··· Data for this task

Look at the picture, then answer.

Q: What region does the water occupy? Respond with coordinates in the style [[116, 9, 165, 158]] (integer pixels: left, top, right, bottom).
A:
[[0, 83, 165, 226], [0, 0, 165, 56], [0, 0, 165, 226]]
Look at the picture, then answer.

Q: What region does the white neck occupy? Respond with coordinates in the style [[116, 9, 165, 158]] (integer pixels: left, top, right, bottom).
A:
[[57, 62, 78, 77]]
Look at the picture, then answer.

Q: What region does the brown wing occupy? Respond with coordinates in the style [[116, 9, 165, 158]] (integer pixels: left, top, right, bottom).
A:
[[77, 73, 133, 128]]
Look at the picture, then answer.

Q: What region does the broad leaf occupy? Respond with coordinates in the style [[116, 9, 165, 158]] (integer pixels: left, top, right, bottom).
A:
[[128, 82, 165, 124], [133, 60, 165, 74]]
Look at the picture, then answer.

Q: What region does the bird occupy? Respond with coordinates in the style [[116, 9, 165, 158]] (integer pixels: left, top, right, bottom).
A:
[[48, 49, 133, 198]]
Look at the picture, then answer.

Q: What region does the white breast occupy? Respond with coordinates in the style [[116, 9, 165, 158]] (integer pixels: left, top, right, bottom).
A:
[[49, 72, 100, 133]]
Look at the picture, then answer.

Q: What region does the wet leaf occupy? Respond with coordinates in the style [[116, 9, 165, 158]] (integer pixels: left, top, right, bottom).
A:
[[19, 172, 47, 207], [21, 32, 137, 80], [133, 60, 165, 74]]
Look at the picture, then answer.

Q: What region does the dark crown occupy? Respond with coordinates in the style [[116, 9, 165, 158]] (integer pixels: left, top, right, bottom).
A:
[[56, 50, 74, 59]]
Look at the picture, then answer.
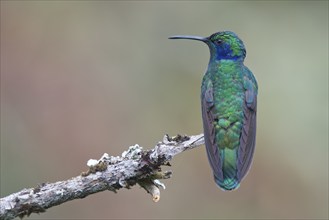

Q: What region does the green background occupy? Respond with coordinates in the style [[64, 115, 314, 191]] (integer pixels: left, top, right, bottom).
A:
[[1, 1, 328, 219]]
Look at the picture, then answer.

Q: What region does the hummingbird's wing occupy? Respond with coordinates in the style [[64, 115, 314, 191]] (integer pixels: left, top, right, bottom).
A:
[[237, 69, 257, 181], [201, 79, 223, 179]]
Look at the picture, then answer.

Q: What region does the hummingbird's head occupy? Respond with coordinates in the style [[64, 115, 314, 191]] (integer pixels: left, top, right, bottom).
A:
[[169, 31, 246, 61]]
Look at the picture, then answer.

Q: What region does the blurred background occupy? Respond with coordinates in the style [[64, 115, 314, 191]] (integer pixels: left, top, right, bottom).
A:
[[0, 1, 328, 219]]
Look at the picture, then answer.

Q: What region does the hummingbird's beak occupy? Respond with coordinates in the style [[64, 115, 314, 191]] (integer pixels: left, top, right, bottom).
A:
[[169, 35, 208, 43]]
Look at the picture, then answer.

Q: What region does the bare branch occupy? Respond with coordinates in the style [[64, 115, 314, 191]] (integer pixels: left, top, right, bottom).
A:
[[0, 134, 204, 220]]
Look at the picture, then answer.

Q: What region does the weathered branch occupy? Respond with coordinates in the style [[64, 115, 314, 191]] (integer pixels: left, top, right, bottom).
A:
[[0, 134, 204, 219]]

······

Please reproduce every row above word for word, leaving the pictures out of your copy.

Look at the picture, then answer.

Q: What region does the water occupy? Respond with coordinates in the style [[116, 9, 165, 158]] (integer pixels: left, top, right, bottom).
A:
[[0, 83, 165, 226], [0, 0, 165, 56], [0, 0, 165, 226]]
Look at the picture, then answer.

Q: What region does the white neck occupy? Respond with coordinates in the style [[116, 9, 165, 158]] (integer pixels: left, top, right, bottom).
A:
[[57, 62, 78, 77]]
Look at the picture, then answer.

Q: What region does the brown wing occupy? Respond with coordinates in the style [[116, 9, 165, 158]] (integer pixels: left, top, right, bottom).
A:
[[77, 73, 133, 128]]
Look at the picture, then answer.

Q: What region does the broad leaf occupy? Respond with coordinates in the style [[116, 9, 165, 158]] (integer pixels: left, top, right, bottom).
A:
[[128, 82, 165, 124], [133, 60, 165, 74]]
Look at the picture, then answer.

Q: What region does the bird occupy? Respond with coordinates in the style [[116, 9, 165, 158]] (integer pixels: left, top, right, bottom).
A:
[[48, 49, 133, 198]]
Look at the picture, then answer.

Q: What region does the white breast occupy? Respond with coordinates in the style [[116, 9, 165, 158]] (integer pixels: left, top, right, bottom).
A:
[[49, 72, 100, 133]]
Look at the picture, then answer.

Q: What region does the wet leaf occupy? Respond with coordinates in the style [[116, 9, 165, 158]] (integer pixels: left, top, right, bottom).
A:
[[19, 172, 47, 207], [21, 32, 137, 80], [133, 60, 165, 74]]
Look at the picture, then answer.

Q: What region does the dark crown occupy? Respond with coordinates in the style [[116, 9, 165, 158]] (integer pixels: left, top, right, bottom).
A:
[[56, 50, 74, 59]]
Look at the picture, then answer.

Q: What region does the green background occupy? Respond with coordinates in the style [[64, 115, 314, 191]] (integer pixels: left, top, right, bottom).
A:
[[1, 1, 328, 219]]
Look at the picture, then answer.

Q: What region does the hummingbird's wing occupy? Respond with coordinates in the style [[64, 115, 314, 191]] (integer pixels: left, top, right, bottom).
A:
[[237, 69, 257, 181], [201, 79, 223, 179]]
Look at the picture, then answer.

Q: What region does the hummingbird's head occupy? Respond with coordinates in the style [[64, 115, 314, 191]] (integer pixels: left, top, right, bottom).
A:
[[169, 31, 246, 61]]
Look at the picture, then answer.

Q: What region does the blurred background occupy? Respond with coordinates in the style [[64, 115, 314, 191]] (integer pixels: left, top, right, bottom).
A:
[[0, 1, 328, 219]]
Look at the picture, then answer.

Q: What region does the hummingbird's beak occupy? Respond with coordinates in the style [[64, 115, 314, 191]] (integer pixels: left, top, right, bottom).
A:
[[169, 35, 208, 43]]
Look at the picture, then answer.

Q: What region does the bare branch occupy? Respond with coordinates in the style [[64, 115, 314, 191]] (integer pixels: left, top, right, bottom).
A:
[[0, 134, 204, 220]]
Look at the picture, then answer.

Q: What region does the weathered branch occupy? Respond with coordinates in the style [[64, 115, 314, 191]] (integer pixels: left, top, right, bottom).
A:
[[0, 134, 204, 219]]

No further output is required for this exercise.